Start of Block

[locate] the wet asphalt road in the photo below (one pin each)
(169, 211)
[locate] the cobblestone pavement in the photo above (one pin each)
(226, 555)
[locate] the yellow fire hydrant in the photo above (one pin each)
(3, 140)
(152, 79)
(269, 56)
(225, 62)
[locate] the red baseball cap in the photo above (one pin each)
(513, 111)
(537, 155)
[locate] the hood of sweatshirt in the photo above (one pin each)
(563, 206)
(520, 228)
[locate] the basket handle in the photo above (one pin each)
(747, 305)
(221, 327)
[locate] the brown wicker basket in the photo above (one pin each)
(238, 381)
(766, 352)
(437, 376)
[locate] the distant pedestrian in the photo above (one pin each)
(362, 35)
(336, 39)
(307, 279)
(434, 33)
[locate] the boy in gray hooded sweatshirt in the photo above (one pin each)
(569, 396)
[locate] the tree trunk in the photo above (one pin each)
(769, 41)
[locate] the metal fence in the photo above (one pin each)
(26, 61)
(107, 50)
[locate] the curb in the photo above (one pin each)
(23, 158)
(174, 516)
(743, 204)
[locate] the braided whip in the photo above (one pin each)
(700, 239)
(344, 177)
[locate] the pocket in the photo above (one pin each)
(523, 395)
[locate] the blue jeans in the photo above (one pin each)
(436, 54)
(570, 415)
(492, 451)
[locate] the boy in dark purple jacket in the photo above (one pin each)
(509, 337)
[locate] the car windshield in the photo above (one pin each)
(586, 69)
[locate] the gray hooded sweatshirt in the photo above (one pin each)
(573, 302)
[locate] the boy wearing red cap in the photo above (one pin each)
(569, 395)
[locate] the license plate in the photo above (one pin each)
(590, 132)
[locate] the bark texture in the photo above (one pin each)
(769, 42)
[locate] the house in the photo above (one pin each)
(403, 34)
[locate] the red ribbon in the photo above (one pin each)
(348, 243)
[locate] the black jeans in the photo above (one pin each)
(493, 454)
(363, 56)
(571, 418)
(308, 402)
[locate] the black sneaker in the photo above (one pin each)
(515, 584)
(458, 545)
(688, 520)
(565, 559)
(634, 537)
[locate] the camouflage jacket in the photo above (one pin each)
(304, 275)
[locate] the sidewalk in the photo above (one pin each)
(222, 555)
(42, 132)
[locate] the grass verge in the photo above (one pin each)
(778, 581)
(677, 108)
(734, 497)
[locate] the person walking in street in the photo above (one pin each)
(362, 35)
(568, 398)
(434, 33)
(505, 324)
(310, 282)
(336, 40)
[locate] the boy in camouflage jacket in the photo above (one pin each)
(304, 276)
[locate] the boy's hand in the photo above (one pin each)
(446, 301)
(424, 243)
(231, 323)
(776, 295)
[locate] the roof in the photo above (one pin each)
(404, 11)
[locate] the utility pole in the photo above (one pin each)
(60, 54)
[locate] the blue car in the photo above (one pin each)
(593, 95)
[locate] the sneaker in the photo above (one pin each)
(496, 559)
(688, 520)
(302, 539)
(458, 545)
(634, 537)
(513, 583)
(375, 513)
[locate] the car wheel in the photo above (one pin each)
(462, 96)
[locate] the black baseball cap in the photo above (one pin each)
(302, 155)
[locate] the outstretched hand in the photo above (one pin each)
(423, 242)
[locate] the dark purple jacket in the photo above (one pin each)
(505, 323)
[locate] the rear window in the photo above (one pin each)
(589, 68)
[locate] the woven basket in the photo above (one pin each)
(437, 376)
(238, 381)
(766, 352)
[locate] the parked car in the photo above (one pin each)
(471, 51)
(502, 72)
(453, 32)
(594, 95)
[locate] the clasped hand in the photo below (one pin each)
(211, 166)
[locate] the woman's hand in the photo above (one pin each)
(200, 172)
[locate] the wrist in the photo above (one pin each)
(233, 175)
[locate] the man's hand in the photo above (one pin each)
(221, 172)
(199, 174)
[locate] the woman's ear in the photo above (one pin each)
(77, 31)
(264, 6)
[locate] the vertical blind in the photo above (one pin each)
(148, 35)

End of Block

◆ WHAT YOU ARE ASKED TO DO:
Nothing in the listing should change; repeat it in full.

◆ RESULT OF THE TASK:
[locate] the wet asphalt road in the photo below (one pin each)
(169, 211)
[locate] the cobblestone pavement in the photo above (one pin each)
(226, 555)
[locate] the yellow fire hydrant in the photo above (one pin each)
(3, 140)
(152, 79)
(269, 56)
(225, 62)
[locate] the red baseball cap in the photo above (one pin each)
(513, 111)
(537, 155)
[locate] the hood of sweatshirt in the photo above (one pin each)
(563, 206)
(520, 228)
[locate] the basket handle in the photo above (one pin each)
(747, 305)
(221, 327)
[locate] the brown wicker basket in the photo above (one pin each)
(238, 381)
(766, 352)
(437, 376)
[locate] the distant pedestrian in the photo above (one pin each)
(362, 35)
(336, 39)
(307, 279)
(434, 33)
[locate] the boy in gray hooded sweatshirt in the photo above (one pin each)
(569, 396)
[locate] the tree trunk in the photo above (one pin each)
(769, 41)
[locate] the metal fence in the photo above (one pin each)
(26, 61)
(107, 50)
[locate] the curb in the photo above (one pin each)
(23, 158)
(174, 516)
(743, 204)
[locate] the braided whip in the photo above (one pin each)
(700, 239)
(344, 177)
[locate] the pocket in the photo above (one pin each)
(523, 395)
[locate] the blue jeans in the photo above (one pin each)
(436, 54)
(570, 415)
(492, 451)
[locate] the boy in dark purple jacket in the photo above (one pin each)
(509, 337)
[locate] the car windshield in the photo above (one pin each)
(586, 69)
[locate] the gray hooded sweatshirt in the photo above (one pin each)
(573, 302)
[locate] the boy wearing red cap in the photo above (one pin each)
(569, 395)
[locate] the license plate in the photo above (one pin each)
(590, 132)
[locate] the bark texture in the photo above (one pin each)
(769, 42)
[locate] the house in the photo above (one pin each)
(403, 34)
[locate] the red ribbon in the photo above (one pin each)
(348, 243)
[locate] the black jeans in the photo above (one pin each)
(493, 454)
(363, 56)
(571, 418)
(308, 402)
[locate] the black sneaker in the photo above (one pin each)
(515, 584)
(458, 545)
(688, 520)
(565, 559)
(634, 537)
[locate] the camouflage jacket in the photo above (one pin each)
(304, 275)
[locate] the sidewalk in the photo above (one pin each)
(222, 555)
(42, 132)
[locate] the grass verge in the photo above (one pin each)
(778, 581)
(677, 108)
(734, 497)
[locate] the person walking in street in the photo above (one pin each)
(362, 35)
(568, 398)
(434, 33)
(505, 324)
(310, 282)
(336, 40)
[locate] the boy in camouflage jacket in the photo above (one pin each)
(304, 276)
[locate] the boy's hand in the photo above (one pin each)
(446, 301)
(424, 243)
(231, 323)
(776, 295)
[locate] the roof in the photo above (one pin each)
(404, 11)
[locate] the utility pole in the photo above (one pin each)
(60, 54)
[locate] the blue car in the photo above (one pin each)
(593, 95)
[locate] the sneaker in the photo above (one pin each)
(496, 559)
(688, 520)
(302, 539)
(458, 545)
(634, 537)
(513, 583)
(375, 513)
[locate] the car wheel in the photo above (one pin each)
(462, 96)
[locate] the black baseball cap in the photo above (one pin each)
(302, 155)
[locate] the outstretched hand in the photo above (one pin each)
(423, 242)
[locate] the dark purple jacket in the photo above (one pin each)
(505, 323)
[locate] the rear window in the photo above (one pin each)
(589, 68)
[locate] the woven basket in the photo above (one pin each)
(437, 376)
(238, 381)
(766, 352)
[locate] the parked car in the photo above (one pin each)
(471, 51)
(502, 72)
(453, 32)
(594, 95)
[locate] the clasped hand in the photo below (one pin each)
(211, 166)
[locate] the woman's hand in the photo above (one pin each)
(200, 172)
[locate] the wrist in the photo above (one pin each)
(233, 175)
[locate] the man's hand in the photo above (one pin each)
(221, 172)
(199, 174)
[locate] the woman's ear in the photo above (one pin each)
(77, 31)
(264, 6)
[locate] the vertical blind in the photo above (one pin each)
(148, 35)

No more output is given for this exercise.